[Selected extract]
╭──

Joseph Healy (August 21, 1776 – October 10, 1861) was an American politician, farmer, innkeeper, and a United States Representative from New Hampshire.

Early life
Born in Newton, Middlesex County, Massachusetts, Healy completed his preparatory studies, and worked at farming and as an inn keeper.

Career
Healy became a member of the New Hampshire Senate in 1824.

Elected by a 4,000 majority over Federalist, Ezekiel Webster, as an Adams candidate to the Nineteenth and  Twentieth Congresses, Healy served as a United States Representative from the state of New Hampshire from (March 4, 1825 – March 3, 1829).

After leaving Congress, Healy was a member of the New Hampshire Executive Council from 1829-1832. He resumed agricultural pursuits and the hotel business.

Death
Healy died in Washington, Sullivan County, New Hampshire on October 10, 1861 (age 85 years, 50 days). He is interred at Old Cemetery, Washington, New Hampshire.

╰──

[Data provided]
╭──

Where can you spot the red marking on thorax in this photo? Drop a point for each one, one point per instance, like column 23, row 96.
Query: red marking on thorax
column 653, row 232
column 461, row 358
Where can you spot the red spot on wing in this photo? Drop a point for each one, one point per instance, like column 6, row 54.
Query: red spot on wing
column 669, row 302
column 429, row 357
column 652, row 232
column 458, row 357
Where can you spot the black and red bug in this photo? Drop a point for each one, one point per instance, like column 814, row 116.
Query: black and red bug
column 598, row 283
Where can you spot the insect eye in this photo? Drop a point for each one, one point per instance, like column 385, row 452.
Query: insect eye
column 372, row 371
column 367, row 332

╰──
╭──

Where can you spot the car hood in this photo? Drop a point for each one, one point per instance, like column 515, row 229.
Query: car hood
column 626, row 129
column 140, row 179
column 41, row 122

╰──
╭──

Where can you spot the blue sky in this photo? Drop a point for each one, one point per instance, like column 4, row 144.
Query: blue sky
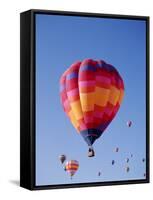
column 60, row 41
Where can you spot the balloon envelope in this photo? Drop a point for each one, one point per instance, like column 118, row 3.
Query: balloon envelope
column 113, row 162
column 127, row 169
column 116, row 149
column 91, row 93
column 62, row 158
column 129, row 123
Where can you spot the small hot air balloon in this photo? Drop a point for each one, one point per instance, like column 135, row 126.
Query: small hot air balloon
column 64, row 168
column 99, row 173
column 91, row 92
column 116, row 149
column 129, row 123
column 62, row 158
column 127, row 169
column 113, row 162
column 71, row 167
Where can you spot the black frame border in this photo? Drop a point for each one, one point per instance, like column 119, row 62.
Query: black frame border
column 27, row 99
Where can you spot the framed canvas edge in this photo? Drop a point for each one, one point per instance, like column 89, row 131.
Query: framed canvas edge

╰──

[Tasks for this exercise]
A: From the biography of Joseph Healy above, output the passage that begins at the words "Elected by a" and stops after the words "the hotel business.", copied verbatim.
B: According to the biography of Joseph Healy, which Federalist did Healy defeat when he was elected to Congress?
C: Extend the biography of Joseph Healy beyond its final sentence.

[Expected results]
A:
Elected by a 4,000 majority over Federalist, Ezekiel Webster, as an Adams candidate to the Nineteenth and  Twentieth Congresses, Healy served as a United States Representative from the state of New Hampshire from (March 4, 1825 – March 3, 1829).

After leaving Congress, Healy was a member of the New Hampshire Executive Council from 1829-1832. He resumed agricultural pursuits and the hotel business.

B: Ezekiel Webster

C:
Family life
Son of John Healy and Mary Wight Healy, he married Ruth Jaquith on December 21, 1801, and their son, Harvey was born December 24, 1802. After her death on June 19, 1807, he married Sally Copeland on February 2, 1808, and they had two daughters, Clara and Louisa; and three sons, John Plummer Healy, Langdon Healy, and Sullivan Wight Healy.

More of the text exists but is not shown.